----- Article

Gibsons Games are known not only for the quality of their jigsaw puzzles, but also for their beautiful range of imagery. Gibsons puzzles are all illustrated by talented artists, each with their own distinctive style. Here is a brief introduction to some of the most popular Gibsons artists.
Steve Crisp is one of Gibsons' most popular artists and is known for creating beautiful nostalgic scenes. He was educated around the late seventies at St. Martins School of Art, London, at a time when many young students were graduating from college with new styles and ideas. He is a fine example of someone who has gone on from that period to become a well-established, internationally known, award winning illustrator. He has a large and diverse catalogue of work especially from the eighties and nineties, many of which have become collector's pieces. Steve has managed to adapt well to the changing needs of illustration especially with the introduction of digital techniques ten years or so ago.
Terry Harrison was born near Wendover and attended Farnham Art School. He subsequently became a graphic artist in London and later worked as an illustrator for the Yellow Pages and Thompson Directories. During his spare time, Terry pursued his first love; landscape painting. In 1984, due to high demand for his work, he began to paint full time. After 12 years, the Fine Art Trade guild awarded Terry the Best Up and Coming Published Artist of the Year. He has now published a book, 'Brush with Watercolour', which sold over 140,000 copies.

----------

» **Required actions**:
1) According to the article on Gibsons puzzle artists, which art school did Terry Harrison attend?
2) Say whether each statement agrees with the article on Gibsons puzzle artists, quoting the words that decide it: (a) Steve Crisp studied at St. Martins School of Art in London. (b) Terry Harrison began painting full time in 1990. (c) Terry Harrison's book sold over 140,000 copies.
3) Carry on the article about Gibsons puzzle artists from the point where it stops.
The rows come from a separate source.

----- Items

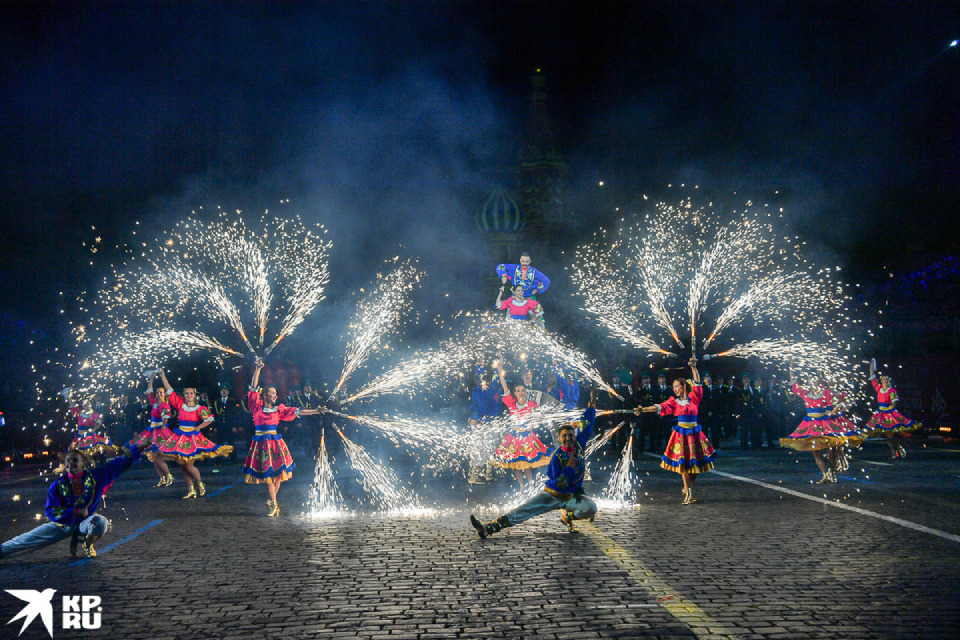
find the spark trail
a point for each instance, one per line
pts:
(745, 291)
(621, 489)
(324, 499)
(379, 314)
(194, 288)
(381, 483)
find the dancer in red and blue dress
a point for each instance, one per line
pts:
(157, 432)
(187, 444)
(86, 438)
(519, 307)
(520, 449)
(688, 452)
(269, 461)
(823, 430)
(888, 422)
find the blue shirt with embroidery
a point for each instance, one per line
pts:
(533, 282)
(62, 501)
(566, 392)
(484, 403)
(566, 479)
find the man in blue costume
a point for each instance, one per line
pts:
(533, 280)
(564, 487)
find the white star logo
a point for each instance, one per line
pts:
(39, 603)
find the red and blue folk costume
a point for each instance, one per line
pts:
(888, 419)
(86, 438)
(520, 447)
(533, 281)
(63, 499)
(187, 443)
(269, 459)
(157, 432)
(517, 310)
(688, 450)
(819, 430)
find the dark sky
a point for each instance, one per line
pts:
(400, 115)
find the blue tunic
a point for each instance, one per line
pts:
(566, 479)
(534, 282)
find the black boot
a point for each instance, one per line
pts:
(487, 528)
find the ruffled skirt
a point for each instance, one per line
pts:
(150, 439)
(94, 445)
(521, 450)
(688, 451)
(268, 459)
(823, 433)
(884, 422)
(186, 447)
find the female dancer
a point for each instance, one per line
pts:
(157, 432)
(269, 461)
(85, 438)
(187, 444)
(520, 308)
(823, 429)
(520, 449)
(888, 422)
(688, 451)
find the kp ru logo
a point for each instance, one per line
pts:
(79, 612)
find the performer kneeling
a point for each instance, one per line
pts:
(564, 488)
(71, 506)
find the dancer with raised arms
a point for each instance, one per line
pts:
(887, 421)
(688, 453)
(157, 432)
(269, 461)
(187, 445)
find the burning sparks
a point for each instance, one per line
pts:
(736, 283)
(195, 287)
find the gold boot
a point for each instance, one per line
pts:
(88, 549)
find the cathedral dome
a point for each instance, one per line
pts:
(500, 214)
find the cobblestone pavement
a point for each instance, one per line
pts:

----------

» **Response list**:
1) Farnham Art School.

2)
(a) Yes: "He was educated around the late seventies at St. Martins School of Art, London"
(b) No: "In 1984, due to high demand for his work, he began to paint full time."
(c) Yes: "He has now published a book, 'Brush with Watercolour', which sold over 140,000 copies."

3)
Kevin Walsh was born in 1950 in Castleford in the heart of former industrial West Riding of Yorkshire, from the same town as famous sculptor Henry Moore. During his degree, studying illustration at the Wakefield College of Art, Kevin became well known for his aircraft paintings and became a member of the Guild of Aviation Artists. His paintings are part of the Gibsons nostalgia range and many of his original oil paintings can be seen at the Headrow Gallery in Leeds. In recent years he has become increasingly known for a much wider variety of subjects, such as landscapes, transport and city life. Many of these subjects focus greatly on nostalgia and can be found on a diverse range of products, from greeting cards to biscuit tins. Another of his subjects in recent times now include classic cars from the Twenties through to the Sixties. Numerous limited edition prints available from The Oakwood Grange Collection are posted to collectors in the UK, USA, Australia and Japan to name a few countries. Accurate technical and historical detail combined with and ability to capture the warmth and atmosphere of his subjects are the hallmarks of this remarkably accomplished artist and he travels many miles to research his painting and spends countless hours sketching before committing the final composition to canvas.
Trevor Mitchell left Bradford Art College in 1979 with a Diploma in Art and Design. He subsequently began his career as an art director at a London advertising agency. He returned to his native West Yorkshire a few years later and worked for several design studios and advertising agencies before going freelance in 1986. Commercial illustration work rekindled his love of painting and he was encouraged by finding a market for his work among the publishers of greeting cards and jigsaw puzzles, and art prints of his paintings are now sold worldwide. Trevor's paintings reflect his enthusiasm for steam and vintage vehicles and his fascination with recreating the past in pictures appears frequently in Gibsons’ range of nostalgic puzzles.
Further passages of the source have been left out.